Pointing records
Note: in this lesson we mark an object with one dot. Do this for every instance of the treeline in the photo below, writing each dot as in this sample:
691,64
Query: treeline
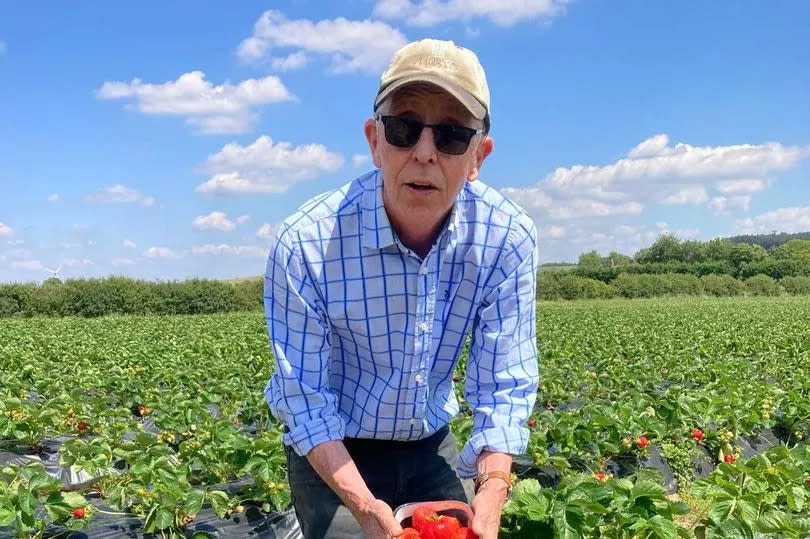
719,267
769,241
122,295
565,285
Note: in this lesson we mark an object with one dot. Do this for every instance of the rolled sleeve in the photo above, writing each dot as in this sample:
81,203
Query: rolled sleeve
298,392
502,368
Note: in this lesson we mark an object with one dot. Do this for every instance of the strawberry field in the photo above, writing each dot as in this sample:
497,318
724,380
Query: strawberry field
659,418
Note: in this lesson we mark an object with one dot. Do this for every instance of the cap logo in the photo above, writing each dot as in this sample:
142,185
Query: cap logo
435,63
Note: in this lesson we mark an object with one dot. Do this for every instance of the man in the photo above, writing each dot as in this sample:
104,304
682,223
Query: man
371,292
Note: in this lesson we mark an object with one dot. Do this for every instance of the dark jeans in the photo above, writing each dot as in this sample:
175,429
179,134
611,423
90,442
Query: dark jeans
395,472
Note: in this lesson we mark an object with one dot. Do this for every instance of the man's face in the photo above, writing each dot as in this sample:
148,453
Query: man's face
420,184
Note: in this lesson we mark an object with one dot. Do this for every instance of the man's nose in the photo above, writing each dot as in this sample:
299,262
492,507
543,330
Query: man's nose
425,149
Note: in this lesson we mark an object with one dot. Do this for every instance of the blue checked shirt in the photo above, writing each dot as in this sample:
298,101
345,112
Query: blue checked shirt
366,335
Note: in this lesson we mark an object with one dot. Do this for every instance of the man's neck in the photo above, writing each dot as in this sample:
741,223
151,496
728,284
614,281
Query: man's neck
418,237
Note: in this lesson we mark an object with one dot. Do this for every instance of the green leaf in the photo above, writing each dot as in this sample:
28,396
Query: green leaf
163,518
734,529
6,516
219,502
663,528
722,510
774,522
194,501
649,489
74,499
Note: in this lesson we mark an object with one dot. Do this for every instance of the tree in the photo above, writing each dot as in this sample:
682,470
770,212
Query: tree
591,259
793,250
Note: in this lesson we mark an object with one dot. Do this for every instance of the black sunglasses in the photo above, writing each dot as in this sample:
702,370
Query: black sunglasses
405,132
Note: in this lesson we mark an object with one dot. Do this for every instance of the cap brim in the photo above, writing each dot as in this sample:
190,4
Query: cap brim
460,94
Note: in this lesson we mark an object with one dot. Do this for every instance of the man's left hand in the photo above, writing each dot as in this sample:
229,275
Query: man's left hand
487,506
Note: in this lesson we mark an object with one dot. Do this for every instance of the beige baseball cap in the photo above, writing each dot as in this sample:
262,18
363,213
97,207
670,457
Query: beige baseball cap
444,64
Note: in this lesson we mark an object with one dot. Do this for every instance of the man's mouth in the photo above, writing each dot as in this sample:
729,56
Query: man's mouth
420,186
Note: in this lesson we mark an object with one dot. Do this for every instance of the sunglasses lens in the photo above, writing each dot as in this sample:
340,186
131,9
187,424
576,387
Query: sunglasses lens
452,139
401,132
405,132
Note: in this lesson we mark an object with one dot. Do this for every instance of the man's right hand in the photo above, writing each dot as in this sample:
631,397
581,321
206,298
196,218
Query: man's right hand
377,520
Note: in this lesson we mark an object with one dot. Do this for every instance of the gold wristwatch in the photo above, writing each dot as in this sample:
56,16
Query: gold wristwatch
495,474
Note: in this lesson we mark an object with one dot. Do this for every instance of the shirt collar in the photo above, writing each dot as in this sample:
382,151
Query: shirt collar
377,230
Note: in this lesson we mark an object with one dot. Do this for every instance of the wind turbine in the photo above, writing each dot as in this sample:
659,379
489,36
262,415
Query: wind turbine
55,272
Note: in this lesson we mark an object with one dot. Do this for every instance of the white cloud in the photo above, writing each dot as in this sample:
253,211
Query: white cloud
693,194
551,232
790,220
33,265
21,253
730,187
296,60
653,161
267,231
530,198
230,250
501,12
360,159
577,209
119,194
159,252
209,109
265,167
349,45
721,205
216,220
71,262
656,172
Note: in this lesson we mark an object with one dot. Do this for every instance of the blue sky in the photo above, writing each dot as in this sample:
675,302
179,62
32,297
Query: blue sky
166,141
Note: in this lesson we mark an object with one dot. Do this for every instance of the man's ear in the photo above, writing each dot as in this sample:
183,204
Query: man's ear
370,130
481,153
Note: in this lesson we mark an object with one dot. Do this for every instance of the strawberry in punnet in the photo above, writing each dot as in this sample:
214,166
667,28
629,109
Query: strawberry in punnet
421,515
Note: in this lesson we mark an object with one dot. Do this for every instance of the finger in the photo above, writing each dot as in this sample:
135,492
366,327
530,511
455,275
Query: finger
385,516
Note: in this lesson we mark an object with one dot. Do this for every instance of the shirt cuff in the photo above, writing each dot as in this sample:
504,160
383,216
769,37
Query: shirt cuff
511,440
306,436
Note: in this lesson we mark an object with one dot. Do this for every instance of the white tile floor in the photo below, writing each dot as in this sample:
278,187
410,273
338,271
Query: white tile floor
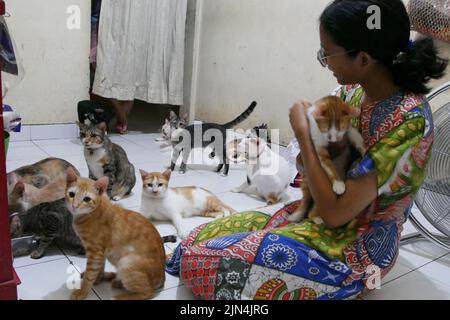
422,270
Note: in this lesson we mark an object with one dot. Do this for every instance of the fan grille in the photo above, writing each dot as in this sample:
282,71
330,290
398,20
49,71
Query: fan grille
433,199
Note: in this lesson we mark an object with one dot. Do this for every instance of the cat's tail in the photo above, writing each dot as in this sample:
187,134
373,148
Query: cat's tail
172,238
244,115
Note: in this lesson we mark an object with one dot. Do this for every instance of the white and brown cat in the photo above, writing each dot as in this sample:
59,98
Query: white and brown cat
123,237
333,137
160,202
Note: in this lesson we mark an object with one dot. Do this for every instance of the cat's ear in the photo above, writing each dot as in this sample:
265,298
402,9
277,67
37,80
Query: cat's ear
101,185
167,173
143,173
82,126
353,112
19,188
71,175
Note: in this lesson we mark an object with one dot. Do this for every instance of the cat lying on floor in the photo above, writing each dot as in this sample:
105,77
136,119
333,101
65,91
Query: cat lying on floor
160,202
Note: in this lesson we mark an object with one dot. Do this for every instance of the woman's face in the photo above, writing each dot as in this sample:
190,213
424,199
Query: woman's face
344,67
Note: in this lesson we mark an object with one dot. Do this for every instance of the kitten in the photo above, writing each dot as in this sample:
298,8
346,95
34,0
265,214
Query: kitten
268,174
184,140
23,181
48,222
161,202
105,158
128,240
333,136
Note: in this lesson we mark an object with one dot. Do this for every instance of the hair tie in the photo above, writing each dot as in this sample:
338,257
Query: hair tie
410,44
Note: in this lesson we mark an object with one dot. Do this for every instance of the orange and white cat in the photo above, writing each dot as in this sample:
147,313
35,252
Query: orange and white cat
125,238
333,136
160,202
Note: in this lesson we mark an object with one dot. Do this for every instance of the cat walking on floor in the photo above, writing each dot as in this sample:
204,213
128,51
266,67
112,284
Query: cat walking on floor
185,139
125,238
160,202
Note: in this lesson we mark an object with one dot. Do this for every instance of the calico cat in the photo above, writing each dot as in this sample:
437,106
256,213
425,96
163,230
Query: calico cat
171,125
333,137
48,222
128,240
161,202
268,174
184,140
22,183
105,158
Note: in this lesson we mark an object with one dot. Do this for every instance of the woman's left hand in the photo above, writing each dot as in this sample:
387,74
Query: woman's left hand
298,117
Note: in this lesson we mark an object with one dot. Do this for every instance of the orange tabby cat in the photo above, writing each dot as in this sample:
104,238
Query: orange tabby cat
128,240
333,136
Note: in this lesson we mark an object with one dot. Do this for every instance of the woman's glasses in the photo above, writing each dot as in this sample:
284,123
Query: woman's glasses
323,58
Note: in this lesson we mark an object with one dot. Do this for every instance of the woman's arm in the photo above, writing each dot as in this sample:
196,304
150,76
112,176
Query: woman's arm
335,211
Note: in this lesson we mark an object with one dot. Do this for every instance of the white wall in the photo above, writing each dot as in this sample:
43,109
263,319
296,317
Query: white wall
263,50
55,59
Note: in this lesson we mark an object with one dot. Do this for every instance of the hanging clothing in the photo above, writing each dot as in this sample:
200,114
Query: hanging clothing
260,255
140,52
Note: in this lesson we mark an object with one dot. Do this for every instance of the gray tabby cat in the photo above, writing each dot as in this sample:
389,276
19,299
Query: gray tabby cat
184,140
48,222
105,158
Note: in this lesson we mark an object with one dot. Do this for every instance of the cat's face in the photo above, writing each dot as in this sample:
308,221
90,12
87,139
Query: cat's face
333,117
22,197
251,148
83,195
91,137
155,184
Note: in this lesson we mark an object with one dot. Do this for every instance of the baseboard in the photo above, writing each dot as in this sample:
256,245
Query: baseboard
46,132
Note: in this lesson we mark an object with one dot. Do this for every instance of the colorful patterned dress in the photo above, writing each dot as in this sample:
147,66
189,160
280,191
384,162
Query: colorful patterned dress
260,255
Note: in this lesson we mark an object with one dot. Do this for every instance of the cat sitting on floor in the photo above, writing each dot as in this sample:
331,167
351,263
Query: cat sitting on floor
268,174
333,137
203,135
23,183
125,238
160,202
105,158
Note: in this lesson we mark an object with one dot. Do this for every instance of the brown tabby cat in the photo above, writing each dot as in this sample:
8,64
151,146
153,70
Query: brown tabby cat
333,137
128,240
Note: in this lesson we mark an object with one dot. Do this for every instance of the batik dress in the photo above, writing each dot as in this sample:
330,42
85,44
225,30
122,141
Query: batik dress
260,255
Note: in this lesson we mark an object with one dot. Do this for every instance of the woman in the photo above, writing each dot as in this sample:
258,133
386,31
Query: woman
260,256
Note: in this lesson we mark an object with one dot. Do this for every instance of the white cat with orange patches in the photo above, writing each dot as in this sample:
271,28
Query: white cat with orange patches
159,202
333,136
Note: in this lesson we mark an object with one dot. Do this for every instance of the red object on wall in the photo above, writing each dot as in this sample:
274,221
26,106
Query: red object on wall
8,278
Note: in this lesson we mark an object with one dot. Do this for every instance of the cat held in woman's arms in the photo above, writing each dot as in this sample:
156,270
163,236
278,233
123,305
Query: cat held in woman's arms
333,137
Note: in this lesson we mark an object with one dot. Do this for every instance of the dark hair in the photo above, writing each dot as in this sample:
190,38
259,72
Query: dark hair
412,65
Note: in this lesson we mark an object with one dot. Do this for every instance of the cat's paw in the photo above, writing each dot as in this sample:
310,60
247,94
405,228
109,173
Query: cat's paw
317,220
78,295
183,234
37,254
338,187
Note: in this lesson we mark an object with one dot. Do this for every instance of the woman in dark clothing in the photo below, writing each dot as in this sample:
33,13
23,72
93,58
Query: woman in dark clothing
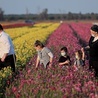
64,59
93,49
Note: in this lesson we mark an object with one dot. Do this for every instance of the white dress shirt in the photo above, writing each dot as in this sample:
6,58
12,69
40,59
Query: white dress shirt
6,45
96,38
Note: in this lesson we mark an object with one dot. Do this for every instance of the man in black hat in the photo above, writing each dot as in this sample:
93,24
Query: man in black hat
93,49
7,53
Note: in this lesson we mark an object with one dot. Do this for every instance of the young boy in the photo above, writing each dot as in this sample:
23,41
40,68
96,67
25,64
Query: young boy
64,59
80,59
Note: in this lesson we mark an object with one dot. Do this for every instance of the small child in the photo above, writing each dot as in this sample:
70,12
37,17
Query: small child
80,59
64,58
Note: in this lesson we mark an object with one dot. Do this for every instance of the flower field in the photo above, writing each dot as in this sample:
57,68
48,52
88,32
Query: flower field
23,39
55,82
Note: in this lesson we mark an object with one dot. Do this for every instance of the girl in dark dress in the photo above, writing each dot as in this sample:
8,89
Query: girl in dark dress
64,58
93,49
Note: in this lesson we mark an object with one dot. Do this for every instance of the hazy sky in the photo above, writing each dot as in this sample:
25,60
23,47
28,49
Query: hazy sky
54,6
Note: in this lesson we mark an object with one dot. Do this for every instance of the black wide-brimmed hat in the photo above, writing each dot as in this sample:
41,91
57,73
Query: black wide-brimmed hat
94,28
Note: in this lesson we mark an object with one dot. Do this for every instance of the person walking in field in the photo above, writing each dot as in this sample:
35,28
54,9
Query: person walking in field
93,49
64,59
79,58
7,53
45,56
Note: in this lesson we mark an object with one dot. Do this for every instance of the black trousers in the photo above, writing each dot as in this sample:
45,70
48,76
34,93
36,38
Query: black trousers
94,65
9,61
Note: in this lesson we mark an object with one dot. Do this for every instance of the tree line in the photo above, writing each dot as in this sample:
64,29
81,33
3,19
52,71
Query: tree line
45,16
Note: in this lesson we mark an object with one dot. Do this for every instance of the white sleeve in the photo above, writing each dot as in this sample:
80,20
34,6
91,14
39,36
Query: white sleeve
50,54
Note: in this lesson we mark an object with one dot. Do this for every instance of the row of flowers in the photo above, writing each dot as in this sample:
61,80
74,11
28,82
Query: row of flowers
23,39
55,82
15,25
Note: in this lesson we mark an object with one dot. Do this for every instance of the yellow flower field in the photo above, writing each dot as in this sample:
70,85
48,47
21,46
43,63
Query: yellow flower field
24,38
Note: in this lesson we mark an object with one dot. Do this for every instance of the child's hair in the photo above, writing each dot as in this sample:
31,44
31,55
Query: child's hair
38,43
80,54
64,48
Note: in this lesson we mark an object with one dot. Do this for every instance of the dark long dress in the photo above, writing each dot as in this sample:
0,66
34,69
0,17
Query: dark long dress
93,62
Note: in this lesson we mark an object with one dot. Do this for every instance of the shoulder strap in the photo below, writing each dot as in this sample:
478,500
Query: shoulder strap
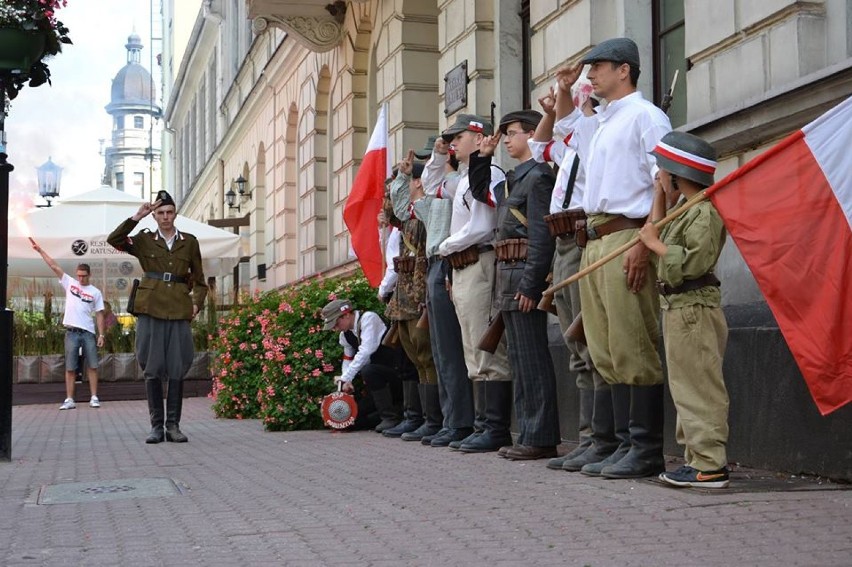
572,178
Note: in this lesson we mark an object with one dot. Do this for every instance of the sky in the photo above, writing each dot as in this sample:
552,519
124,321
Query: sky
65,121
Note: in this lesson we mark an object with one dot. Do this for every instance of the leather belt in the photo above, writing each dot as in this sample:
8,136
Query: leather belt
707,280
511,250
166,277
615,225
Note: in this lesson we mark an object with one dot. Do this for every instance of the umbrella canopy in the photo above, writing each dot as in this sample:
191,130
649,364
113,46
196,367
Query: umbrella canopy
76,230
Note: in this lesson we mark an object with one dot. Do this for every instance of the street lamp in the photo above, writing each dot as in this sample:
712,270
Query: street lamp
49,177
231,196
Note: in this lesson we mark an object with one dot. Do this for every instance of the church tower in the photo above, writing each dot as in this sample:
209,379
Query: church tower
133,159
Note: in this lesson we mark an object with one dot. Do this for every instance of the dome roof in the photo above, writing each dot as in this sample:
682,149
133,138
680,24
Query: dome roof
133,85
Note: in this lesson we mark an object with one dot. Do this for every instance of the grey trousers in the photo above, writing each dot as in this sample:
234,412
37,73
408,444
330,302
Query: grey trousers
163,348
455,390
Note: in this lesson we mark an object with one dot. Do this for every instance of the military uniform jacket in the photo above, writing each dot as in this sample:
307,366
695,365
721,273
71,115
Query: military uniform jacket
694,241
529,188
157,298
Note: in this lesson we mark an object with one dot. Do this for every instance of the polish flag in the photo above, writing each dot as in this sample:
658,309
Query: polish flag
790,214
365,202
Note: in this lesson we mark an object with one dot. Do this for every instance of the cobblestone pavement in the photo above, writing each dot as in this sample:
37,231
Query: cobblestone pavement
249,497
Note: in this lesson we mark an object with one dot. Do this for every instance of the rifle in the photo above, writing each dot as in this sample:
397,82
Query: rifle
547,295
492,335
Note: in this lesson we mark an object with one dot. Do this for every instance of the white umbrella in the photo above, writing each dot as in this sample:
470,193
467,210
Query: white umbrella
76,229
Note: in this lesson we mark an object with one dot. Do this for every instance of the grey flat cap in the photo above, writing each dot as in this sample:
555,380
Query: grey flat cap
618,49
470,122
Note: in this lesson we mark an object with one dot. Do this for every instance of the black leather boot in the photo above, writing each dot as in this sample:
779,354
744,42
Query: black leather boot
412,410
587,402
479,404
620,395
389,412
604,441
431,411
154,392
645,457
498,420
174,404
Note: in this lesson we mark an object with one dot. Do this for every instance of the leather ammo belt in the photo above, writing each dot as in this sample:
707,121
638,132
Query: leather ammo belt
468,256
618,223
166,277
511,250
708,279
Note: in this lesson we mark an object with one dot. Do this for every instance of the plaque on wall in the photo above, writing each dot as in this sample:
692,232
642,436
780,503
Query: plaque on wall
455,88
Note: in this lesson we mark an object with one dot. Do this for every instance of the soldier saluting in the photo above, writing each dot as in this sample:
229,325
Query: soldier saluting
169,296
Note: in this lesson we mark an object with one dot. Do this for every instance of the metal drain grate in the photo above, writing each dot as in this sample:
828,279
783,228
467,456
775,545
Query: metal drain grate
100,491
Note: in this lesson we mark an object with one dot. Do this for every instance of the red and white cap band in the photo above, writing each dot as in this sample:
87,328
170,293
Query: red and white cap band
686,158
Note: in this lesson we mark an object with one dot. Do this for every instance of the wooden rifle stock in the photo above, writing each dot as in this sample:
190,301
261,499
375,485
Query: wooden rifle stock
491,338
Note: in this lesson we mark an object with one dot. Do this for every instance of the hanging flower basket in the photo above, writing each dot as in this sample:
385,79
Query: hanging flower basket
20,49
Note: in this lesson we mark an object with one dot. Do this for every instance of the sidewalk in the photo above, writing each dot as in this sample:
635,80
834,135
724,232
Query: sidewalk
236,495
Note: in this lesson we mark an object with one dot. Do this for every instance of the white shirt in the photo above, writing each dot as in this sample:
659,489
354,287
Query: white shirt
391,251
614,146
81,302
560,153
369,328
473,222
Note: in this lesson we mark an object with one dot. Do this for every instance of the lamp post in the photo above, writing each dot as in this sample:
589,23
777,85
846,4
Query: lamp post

# [What the task asks]
Give back the lines of the listing from the one with "of the wooden" through the end, both included, exactly as written and with nothing added.

# [Response]
Note: in this lesson we mark an object with one dot. Do this for every instance of the wooden rifle stock in the photo above, writing each dot as in this sample:
190,301
261,499
375,485
Query: wooden rifle stock
491,338
Note: in this lesson we mark an object with one dot. Do this for every instance of the hanging flower basket in the photo above, writing each dot as in this sample:
385,79
Query: hanging flower basket
20,49
Note: in this lesson we mark an object with one dot. Do this for every instance of the sidewalk in the photo above, writing each dot as in this sample:
635,80
834,135
724,232
Query: sidewalk
236,495
Note: in this lesson we mark an object with one dot. Do this for every instance of the white shirt in the photo above, writing each dot as in this sample:
659,489
354,287
Query: white shirt
391,251
614,146
81,302
560,153
369,328
473,222
Note: in this lesson we mark an object with one dot. Do this for every instance of the lamp post in the photo above, writing each dot as in this sample:
589,23
777,85
846,4
Query: lamp post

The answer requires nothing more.